(Raw records)
-- begin --
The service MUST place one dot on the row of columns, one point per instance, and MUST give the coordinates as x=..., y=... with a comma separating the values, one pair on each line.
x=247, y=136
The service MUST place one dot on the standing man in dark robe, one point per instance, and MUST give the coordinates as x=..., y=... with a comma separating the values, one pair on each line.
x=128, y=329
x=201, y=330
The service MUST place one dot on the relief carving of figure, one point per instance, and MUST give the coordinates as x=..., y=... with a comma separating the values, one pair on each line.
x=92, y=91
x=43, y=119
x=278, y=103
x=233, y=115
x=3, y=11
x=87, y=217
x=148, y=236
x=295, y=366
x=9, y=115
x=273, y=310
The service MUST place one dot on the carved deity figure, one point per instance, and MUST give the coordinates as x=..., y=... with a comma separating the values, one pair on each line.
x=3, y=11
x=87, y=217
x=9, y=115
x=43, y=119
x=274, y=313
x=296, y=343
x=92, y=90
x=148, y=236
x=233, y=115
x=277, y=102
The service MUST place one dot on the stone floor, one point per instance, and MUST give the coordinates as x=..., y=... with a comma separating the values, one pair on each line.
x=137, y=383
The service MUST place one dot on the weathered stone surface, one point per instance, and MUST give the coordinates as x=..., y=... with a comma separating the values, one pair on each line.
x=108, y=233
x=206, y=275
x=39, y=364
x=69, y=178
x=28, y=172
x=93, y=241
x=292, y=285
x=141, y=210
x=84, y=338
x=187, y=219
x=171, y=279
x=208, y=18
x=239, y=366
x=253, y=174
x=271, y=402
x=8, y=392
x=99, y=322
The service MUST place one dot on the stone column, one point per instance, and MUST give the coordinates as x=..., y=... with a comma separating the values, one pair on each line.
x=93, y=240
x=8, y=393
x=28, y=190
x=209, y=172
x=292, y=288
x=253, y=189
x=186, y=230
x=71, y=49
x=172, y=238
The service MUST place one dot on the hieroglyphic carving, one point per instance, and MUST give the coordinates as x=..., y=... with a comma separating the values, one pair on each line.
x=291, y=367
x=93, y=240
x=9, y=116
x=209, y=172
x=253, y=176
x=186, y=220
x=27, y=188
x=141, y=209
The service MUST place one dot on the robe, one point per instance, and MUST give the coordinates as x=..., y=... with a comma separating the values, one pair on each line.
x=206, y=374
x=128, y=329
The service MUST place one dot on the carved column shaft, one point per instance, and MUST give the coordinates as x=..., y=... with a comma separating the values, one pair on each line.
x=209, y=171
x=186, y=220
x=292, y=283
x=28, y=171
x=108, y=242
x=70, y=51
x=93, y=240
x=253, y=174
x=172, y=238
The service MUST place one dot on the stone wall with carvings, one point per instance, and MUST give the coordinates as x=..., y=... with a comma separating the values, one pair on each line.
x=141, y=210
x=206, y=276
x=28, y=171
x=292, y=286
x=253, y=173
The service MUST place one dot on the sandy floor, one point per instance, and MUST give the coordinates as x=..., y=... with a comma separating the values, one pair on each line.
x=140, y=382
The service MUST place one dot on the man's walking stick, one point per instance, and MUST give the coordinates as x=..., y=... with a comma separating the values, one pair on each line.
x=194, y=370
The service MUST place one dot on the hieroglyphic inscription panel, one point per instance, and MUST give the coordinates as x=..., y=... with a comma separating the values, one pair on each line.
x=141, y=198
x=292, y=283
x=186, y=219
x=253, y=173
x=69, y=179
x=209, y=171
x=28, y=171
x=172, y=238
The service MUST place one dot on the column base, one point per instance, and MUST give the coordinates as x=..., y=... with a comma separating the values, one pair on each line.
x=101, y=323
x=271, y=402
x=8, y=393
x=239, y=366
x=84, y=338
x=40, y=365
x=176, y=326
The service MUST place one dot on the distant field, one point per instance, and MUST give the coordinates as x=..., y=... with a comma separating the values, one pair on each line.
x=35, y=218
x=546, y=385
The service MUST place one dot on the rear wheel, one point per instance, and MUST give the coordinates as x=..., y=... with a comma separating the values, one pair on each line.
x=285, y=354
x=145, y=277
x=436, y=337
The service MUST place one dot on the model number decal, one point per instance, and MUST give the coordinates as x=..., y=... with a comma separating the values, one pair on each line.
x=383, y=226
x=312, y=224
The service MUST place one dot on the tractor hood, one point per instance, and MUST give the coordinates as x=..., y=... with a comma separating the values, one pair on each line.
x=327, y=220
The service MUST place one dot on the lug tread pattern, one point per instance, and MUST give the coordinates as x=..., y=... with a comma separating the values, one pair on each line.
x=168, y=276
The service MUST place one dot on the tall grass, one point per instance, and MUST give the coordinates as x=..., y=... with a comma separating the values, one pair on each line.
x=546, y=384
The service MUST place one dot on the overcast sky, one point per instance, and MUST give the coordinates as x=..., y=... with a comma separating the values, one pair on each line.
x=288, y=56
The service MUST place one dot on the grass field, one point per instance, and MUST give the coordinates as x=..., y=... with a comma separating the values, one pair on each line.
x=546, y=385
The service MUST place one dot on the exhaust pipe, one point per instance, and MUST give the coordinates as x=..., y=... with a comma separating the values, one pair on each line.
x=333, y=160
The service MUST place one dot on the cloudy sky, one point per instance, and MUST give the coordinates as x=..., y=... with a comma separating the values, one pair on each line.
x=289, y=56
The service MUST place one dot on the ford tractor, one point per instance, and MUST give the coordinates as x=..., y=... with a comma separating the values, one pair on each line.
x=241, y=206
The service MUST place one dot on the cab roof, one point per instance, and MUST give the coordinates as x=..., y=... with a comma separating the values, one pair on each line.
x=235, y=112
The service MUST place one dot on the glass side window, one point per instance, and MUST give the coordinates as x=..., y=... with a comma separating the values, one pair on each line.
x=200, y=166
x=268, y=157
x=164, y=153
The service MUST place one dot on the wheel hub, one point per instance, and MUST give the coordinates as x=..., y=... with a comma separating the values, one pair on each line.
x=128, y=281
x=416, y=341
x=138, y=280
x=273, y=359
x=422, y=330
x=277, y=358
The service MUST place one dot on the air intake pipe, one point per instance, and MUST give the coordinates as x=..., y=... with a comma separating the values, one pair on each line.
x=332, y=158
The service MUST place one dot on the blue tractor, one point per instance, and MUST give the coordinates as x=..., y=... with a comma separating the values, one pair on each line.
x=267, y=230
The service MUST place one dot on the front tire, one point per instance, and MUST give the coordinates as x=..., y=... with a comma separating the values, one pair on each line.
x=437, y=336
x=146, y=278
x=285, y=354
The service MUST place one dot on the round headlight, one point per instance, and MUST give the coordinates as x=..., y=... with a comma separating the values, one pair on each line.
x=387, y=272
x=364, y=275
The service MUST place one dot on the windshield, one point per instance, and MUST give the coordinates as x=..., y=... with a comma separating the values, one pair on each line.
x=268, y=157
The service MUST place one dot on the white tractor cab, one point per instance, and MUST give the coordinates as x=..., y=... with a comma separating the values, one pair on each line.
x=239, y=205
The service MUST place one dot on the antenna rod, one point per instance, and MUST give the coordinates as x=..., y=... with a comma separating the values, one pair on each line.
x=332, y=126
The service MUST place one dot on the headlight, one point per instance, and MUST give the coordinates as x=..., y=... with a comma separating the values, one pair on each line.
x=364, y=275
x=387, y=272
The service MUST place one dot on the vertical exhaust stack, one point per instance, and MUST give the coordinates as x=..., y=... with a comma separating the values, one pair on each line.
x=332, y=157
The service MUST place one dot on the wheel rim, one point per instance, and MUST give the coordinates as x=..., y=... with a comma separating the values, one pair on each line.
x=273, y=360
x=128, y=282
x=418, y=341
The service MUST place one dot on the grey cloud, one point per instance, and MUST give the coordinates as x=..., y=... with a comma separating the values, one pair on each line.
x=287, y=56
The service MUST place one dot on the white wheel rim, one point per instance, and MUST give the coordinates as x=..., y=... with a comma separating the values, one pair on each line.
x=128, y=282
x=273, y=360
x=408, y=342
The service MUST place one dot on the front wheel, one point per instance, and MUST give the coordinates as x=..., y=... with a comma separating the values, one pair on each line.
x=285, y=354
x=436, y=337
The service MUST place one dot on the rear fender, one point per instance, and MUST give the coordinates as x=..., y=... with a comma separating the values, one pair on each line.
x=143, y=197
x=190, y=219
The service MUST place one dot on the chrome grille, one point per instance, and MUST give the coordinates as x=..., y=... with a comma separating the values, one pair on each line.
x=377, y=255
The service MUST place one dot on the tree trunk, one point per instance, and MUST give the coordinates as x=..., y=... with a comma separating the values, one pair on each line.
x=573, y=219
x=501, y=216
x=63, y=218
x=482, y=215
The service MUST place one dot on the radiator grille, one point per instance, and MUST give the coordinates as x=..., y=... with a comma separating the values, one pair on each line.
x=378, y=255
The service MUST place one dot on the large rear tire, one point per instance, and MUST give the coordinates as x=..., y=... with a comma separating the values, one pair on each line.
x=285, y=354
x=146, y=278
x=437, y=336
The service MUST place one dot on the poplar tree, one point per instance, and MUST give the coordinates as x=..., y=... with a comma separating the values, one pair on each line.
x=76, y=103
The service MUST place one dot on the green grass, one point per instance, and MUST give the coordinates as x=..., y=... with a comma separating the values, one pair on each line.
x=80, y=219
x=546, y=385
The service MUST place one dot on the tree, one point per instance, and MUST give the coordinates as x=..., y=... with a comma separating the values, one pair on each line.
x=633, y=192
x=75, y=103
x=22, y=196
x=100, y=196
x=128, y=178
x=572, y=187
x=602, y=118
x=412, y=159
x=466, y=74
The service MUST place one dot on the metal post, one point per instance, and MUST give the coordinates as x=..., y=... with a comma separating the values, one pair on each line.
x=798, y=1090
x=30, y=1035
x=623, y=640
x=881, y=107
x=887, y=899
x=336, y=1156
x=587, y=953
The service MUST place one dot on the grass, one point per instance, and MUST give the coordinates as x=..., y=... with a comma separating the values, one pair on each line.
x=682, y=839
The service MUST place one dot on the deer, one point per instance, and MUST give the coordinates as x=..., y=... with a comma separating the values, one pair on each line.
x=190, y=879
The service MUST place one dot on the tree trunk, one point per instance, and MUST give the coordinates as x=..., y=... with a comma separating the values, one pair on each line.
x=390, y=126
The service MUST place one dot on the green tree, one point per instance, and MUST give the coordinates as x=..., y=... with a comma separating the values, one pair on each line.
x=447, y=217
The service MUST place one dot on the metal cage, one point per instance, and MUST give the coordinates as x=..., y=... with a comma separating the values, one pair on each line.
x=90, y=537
-- end --
Given task:
Give the lines of the entries from the one containing "The service MUST place one dot on the cloudy" through the one containing "x=241, y=206", inclusive, as a Markdown table with the columns Row and Line. Number each row and leave out blank lines.

Result of the exercise:
| Row | Line |
|---|---|
| 1 | The service MUST place one dot on the cloudy sky, one point per instance, and MUST give the coordinates as x=..., y=... with a comma separating the values, one pair on each line. |
| 2 | x=289, y=56 |
| 3 | The service MUST place one dot on the ford tractor, one point per instance, and MUST give the coordinates as x=..., y=... with a comma separating the values, one pair on each line. |
| 4 | x=241, y=206 |